Exercise requirements
**A)** Please reproduce everything in the toxoplasmosis survey abstract below, from "Purpose: To update" down to "by uveitis specialists.".
**B)** Carry on the toxoplasmosis survey abstract below, starting right after its last sentence.

Text provided
Purpose: To update information that was published by the AMERICAN JOURNAL OF OPHTHALMOLOGY in 1991 about treatment practices for ocular toxoplasmosis by uveitis specialists.
Design: Physician survey.
Methods: A written questionnaire was distributed to all physician-members (n = 147) of the American Uveitis Society. The questionnaire was modeled after a similar device used to survey uveitis specialists in 1991. Information contained on 96 returned questionnaires was tabulated.
Results: Among 79 respondents who evaluate and manage patients with ocular toxoplasmosis, 15% treat all cases regardless of clinical findings (in contrast to 6% in 1991). The major indications for treatment among other respondents were severe inflammatory responses and proximity of retinal lesions to the fovea and optic disk. The majority of clinical factors considered in five categories (vision, lesion location, lesion size, lesion characteristics, and vitreous inflammatory reaction) were identified to be relative or absolute indications for treatment by a greater proportion of respondents in the current survey than in the 1991 survey. A total of nine drugs (or commercially available combinations) were used in 24 different regimens as treatments of choice for typical cases of recurrent toxoplasmic retinochoroiditis, with the combination of pyrimethamine, sulfadiazine, and prednisone being the most commonly used regimen (29% of respondents).

Excerpted data

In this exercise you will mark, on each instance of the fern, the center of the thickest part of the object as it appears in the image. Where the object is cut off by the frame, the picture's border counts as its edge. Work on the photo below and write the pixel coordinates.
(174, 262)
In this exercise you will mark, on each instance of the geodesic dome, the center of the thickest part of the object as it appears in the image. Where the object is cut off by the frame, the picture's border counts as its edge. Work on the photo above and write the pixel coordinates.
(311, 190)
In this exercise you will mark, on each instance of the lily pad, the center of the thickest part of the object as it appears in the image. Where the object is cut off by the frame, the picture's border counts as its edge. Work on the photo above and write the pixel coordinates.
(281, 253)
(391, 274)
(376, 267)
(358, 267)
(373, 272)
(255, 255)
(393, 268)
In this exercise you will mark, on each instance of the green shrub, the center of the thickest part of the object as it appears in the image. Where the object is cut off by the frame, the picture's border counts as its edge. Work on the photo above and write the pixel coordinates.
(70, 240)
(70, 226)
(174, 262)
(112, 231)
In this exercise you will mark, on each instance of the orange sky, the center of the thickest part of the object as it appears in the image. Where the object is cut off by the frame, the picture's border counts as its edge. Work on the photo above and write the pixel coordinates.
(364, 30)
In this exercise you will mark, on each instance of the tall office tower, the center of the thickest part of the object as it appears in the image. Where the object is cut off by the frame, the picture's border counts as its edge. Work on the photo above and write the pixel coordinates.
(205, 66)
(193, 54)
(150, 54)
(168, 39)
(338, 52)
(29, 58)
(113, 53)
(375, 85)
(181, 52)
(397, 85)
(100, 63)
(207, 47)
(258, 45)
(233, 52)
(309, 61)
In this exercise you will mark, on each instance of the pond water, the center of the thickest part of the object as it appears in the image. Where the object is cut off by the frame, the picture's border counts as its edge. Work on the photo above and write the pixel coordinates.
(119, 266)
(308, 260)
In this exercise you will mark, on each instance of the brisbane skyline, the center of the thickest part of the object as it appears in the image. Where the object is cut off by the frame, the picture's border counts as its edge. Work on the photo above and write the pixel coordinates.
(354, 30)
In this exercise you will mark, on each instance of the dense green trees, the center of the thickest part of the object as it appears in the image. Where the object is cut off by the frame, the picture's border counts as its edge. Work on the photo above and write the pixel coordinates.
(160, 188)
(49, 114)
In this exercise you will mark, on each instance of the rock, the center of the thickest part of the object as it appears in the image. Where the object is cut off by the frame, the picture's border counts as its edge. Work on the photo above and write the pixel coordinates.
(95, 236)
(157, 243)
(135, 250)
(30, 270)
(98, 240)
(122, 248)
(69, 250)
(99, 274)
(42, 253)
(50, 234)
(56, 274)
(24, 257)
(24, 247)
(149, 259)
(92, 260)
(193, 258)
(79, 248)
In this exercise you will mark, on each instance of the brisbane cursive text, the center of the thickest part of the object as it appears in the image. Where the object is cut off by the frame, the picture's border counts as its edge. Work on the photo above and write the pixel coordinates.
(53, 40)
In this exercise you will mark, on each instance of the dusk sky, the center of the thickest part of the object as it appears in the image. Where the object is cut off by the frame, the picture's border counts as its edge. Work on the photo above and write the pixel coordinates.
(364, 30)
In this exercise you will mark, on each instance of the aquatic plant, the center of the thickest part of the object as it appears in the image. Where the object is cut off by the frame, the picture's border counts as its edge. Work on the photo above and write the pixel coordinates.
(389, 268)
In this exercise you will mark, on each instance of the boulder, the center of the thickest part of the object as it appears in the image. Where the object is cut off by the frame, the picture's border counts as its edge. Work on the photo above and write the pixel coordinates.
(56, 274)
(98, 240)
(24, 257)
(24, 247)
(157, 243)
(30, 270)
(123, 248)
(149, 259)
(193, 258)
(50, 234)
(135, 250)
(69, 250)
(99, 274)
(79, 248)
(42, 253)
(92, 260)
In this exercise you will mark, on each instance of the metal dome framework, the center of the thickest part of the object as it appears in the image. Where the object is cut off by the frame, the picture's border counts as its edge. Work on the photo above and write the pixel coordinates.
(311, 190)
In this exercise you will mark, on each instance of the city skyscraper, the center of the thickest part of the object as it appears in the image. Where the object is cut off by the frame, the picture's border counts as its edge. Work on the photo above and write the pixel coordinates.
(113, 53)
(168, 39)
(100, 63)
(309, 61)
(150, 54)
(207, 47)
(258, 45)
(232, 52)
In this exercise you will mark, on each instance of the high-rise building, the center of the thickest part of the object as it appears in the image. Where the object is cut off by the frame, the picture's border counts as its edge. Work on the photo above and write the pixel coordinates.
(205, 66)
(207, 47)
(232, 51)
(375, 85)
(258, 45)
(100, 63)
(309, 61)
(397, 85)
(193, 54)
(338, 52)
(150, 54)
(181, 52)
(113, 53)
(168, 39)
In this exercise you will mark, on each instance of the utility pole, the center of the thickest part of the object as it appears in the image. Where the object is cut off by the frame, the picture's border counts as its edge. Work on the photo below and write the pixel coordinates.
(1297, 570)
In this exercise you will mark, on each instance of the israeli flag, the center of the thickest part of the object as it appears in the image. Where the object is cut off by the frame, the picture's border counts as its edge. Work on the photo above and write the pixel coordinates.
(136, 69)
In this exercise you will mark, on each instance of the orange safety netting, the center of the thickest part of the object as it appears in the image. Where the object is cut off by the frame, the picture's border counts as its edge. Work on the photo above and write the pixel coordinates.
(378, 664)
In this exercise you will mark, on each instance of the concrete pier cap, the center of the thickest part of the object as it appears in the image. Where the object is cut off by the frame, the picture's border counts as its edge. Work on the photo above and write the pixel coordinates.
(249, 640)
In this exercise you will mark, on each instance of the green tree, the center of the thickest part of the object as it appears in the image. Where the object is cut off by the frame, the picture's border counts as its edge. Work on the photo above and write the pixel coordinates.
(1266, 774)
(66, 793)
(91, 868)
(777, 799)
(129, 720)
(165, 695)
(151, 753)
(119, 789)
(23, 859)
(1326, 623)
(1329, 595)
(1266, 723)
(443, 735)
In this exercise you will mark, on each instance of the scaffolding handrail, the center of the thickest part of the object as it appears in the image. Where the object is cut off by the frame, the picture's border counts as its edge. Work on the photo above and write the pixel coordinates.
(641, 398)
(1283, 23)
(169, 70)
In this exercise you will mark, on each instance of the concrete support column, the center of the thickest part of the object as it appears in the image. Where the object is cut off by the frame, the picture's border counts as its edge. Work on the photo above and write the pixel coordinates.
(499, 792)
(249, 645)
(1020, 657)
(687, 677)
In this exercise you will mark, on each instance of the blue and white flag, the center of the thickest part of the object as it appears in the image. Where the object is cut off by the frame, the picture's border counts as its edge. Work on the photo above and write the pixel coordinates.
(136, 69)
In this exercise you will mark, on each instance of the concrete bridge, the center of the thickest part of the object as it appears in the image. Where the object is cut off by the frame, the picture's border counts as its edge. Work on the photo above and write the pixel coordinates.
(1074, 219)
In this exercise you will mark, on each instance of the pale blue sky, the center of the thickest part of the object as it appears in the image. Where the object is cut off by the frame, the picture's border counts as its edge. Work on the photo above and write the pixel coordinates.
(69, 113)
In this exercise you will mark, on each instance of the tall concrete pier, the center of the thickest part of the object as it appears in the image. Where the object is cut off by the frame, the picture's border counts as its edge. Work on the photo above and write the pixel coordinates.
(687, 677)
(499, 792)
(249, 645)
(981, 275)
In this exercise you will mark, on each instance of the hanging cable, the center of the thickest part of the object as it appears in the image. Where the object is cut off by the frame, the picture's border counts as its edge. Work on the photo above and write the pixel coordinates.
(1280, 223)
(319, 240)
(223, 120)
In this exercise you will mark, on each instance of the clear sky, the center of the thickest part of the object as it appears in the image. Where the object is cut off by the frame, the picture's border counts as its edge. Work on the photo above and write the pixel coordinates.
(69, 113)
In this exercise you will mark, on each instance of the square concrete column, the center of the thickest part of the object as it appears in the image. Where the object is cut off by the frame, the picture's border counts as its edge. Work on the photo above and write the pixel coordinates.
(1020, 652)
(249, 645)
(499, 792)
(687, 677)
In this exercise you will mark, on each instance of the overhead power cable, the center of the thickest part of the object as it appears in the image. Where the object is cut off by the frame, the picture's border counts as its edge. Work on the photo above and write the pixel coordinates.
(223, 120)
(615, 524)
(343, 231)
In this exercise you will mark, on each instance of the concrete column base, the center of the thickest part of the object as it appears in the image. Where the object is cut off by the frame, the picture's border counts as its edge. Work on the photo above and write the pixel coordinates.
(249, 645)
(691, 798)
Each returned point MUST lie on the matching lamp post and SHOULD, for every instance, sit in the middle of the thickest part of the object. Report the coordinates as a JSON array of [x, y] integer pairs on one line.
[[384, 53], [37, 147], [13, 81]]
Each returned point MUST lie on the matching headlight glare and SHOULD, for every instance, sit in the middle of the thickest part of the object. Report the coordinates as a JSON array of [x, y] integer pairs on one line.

Results by task
**A)**
Purpose: To update information that was published by the AMERICAN JOURNAL OF OPHTHALMOLOGY in 1991 about treatment practices for ocular toxoplasmosis by uveitis specialists.

**B)**
Conclusions: Uveitis specialists appear to be more likely to treat patients with ocular toxoplasmosis in 2001 than in 1991. Although the majority of survey respondents adhere to a traditional approach to the management of toxoplasmic retinochoroiditis (a discrete course of systemic drug treatment during active disease using multiple antiparasitic drugs with or without corticosteroids), there is still no consensus regarding the choice of antiparasitic agents for treatment regimens. Survey results provide useful information for treating physicians and for clinical investigators interested in therapy.